** START OF RAW RECORDS **
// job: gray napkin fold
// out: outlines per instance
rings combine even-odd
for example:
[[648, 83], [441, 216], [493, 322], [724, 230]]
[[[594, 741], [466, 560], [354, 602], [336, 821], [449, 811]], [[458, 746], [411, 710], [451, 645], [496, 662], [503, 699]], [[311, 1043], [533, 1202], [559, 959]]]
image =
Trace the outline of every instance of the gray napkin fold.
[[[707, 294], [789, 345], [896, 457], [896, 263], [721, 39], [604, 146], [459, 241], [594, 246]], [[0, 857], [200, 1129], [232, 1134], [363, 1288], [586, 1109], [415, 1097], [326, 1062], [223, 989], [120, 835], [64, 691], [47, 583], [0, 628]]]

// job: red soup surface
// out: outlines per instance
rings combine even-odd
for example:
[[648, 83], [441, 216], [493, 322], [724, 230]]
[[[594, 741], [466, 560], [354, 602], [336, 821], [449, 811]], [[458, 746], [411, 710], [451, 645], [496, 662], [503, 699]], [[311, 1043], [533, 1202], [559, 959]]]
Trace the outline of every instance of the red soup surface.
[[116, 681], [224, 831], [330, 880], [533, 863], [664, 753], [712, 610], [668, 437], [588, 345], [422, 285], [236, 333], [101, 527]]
** END OF RAW RECORDS **
* PROMPT: Each entry above is to be quoted exactly.

* TASK OUTPUT:
// job: gray napkin fold
// out: outlines per instance
rings combine even-odd
for example:
[[648, 83], [441, 216], [493, 322], [724, 230]]
[[[594, 741], [466, 560], [354, 602], [336, 821], [449, 811]], [[458, 746], [411, 710], [451, 645], [496, 662], [503, 699]], [[311, 1043], [533, 1202], [559, 959]]]
image =
Trace the outline of every instance of the gray napkin fold.
[[[707, 294], [789, 345], [896, 457], [896, 263], [721, 39], [604, 146], [459, 241], [594, 246]], [[0, 857], [200, 1129], [232, 1134], [363, 1288], [586, 1109], [415, 1097], [326, 1062], [223, 989], [120, 835], [64, 691], [47, 583], [0, 628]]]

// job: red soup surface
// out: outlines per instance
rings combine even-odd
for example:
[[648, 83], [441, 216], [493, 322], [724, 230]]
[[[594, 741], [466, 560], [354, 602], [336, 821], [449, 811]], [[458, 746], [411, 710], [451, 645], [496, 662], [503, 699]], [[311, 1043], [533, 1202], [559, 959]]]
Trace the outline of every instance of the red soup surface.
[[116, 681], [224, 831], [330, 880], [533, 863], [664, 753], [712, 610], [668, 437], [588, 345], [422, 285], [236, 333], [101, 527]]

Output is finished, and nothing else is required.